Work to complete ->
What is needed here is a faithful repeat of every entry, with no character changed.

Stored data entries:
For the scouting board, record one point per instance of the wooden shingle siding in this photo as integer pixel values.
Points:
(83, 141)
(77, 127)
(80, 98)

Problem solution ->
For the scouting board, record one point per instance of the wooden shingle siding in this photo as integer pixel values.
Points:
(83, 141)
(77, 127)
(80, 98)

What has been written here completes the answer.